--- start ---

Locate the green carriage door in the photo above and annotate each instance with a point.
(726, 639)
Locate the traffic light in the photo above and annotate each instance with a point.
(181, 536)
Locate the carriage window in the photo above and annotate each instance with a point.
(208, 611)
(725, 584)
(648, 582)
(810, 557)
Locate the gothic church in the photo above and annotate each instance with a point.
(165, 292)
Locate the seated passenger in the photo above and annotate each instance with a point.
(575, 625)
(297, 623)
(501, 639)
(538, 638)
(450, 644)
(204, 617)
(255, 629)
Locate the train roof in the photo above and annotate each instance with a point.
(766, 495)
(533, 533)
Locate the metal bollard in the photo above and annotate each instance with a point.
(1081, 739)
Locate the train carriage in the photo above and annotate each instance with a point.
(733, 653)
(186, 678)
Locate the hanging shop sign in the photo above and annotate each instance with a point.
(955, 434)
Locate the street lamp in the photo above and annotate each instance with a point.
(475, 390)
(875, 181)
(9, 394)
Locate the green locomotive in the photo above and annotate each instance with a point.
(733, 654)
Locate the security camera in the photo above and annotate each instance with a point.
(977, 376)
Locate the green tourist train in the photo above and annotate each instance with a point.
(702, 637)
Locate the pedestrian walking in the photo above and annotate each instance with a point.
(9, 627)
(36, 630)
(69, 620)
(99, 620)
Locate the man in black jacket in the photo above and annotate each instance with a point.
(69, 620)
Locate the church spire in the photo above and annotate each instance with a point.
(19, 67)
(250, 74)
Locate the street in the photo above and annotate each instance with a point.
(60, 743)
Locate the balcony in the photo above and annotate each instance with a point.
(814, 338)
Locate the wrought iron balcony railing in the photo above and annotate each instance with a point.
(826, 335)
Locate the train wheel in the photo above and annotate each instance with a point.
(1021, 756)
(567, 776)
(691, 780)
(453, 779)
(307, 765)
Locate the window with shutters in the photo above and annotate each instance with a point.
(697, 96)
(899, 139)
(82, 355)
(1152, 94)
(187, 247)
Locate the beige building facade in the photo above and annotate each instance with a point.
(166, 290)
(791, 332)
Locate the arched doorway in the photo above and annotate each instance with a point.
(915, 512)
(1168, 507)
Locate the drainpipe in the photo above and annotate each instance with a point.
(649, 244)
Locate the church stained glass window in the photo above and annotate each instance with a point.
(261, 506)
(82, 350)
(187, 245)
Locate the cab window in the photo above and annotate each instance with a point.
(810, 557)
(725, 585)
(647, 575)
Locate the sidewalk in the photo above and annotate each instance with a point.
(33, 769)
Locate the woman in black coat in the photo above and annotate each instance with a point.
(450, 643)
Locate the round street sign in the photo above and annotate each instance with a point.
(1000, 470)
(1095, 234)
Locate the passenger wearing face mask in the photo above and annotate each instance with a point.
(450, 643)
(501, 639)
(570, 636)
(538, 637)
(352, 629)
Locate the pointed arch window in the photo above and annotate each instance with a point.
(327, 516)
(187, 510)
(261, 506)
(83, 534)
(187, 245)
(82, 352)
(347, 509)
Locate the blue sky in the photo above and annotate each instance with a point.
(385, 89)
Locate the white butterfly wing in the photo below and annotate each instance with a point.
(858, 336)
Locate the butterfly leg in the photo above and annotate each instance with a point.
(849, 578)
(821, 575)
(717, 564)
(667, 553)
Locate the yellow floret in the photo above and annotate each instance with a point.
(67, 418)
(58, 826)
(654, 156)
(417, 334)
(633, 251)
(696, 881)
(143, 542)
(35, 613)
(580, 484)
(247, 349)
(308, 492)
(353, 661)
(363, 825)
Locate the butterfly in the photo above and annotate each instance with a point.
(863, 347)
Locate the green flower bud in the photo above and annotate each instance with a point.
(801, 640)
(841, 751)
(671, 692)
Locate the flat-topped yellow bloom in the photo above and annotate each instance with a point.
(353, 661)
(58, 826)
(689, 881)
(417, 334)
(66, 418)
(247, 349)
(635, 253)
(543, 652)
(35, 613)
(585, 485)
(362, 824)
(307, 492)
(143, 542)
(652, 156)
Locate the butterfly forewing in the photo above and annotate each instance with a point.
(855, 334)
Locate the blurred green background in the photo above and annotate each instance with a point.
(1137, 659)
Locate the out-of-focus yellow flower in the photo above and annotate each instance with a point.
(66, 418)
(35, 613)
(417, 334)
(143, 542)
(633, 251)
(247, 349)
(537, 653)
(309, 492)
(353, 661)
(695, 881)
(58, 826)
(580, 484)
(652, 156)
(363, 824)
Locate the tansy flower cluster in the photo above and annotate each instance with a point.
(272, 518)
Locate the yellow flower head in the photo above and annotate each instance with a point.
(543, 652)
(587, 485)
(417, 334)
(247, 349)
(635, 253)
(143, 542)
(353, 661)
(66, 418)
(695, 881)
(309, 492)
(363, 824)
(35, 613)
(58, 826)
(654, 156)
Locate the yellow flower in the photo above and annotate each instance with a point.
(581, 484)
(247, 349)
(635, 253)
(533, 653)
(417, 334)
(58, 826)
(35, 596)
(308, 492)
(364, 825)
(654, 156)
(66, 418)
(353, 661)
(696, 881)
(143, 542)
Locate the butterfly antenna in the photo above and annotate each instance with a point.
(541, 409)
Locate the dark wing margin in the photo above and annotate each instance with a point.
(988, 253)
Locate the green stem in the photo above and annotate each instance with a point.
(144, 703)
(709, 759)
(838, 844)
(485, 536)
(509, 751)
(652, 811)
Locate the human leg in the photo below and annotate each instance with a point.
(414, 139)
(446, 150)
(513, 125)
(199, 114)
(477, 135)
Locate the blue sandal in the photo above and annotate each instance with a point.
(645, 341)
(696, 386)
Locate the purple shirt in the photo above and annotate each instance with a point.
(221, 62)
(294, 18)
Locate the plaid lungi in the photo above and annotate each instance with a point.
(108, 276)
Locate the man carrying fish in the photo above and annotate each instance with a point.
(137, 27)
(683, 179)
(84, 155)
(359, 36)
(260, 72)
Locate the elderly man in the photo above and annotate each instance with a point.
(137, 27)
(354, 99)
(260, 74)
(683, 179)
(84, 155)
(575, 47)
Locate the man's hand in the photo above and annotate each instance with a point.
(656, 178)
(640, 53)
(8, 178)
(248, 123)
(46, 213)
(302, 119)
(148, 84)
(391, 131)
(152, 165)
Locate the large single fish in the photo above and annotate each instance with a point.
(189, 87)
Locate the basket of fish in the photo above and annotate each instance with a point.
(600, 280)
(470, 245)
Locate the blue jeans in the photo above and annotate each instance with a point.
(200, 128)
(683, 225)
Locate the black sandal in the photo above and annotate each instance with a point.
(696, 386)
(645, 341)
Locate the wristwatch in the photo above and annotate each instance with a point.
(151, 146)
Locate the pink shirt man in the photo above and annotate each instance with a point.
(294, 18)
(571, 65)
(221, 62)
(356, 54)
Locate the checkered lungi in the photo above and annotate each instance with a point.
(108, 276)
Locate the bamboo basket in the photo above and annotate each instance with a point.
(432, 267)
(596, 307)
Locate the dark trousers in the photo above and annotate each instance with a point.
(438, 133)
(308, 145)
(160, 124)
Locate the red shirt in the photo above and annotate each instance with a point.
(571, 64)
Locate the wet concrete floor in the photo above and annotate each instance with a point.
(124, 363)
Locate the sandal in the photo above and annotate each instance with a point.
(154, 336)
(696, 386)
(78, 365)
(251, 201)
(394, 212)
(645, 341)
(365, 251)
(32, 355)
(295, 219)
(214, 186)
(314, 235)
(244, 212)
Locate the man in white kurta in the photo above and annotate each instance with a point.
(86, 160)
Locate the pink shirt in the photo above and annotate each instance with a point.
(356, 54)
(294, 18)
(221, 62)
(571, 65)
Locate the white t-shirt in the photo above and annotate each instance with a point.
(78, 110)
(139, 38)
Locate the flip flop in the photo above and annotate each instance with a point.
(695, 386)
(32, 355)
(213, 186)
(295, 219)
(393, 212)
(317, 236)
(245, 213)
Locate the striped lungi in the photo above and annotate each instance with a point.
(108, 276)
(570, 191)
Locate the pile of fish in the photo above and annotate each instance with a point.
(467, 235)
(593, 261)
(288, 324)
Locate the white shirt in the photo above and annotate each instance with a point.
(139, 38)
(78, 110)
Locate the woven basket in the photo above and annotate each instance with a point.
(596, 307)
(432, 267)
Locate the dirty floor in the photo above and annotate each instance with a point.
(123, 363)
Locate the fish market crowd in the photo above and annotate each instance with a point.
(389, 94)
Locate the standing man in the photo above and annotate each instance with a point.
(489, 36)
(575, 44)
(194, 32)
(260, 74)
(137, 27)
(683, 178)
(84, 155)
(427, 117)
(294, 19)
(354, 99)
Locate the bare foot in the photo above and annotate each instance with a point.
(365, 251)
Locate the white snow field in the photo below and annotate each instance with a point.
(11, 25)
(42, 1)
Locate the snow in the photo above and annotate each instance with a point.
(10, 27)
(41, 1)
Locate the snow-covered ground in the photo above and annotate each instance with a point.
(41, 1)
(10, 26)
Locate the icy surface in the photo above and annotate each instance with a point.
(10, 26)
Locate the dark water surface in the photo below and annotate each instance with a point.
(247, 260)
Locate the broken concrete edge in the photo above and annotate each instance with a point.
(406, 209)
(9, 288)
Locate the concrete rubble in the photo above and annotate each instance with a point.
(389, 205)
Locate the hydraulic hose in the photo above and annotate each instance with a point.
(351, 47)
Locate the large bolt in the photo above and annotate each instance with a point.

--- end ---

**Problem to solve**
Please reproduce word for word the part of the material that opens with the line containing "Locate the broken" and closes with the last line of the material.

**Answer to the problem**
Locate the broken concrete edge in the photo above and annotate each instance with a point.
(406, 209)
(9, 288)
Locate the concrete rubble in the photo above and annotate each instance with a point.
(389, 205)
Locate the hydraulic hose in the photo above and annotate each instance with a point.
(351, 47)
Locate the large bolt in the photo above and annotate each instance with a point.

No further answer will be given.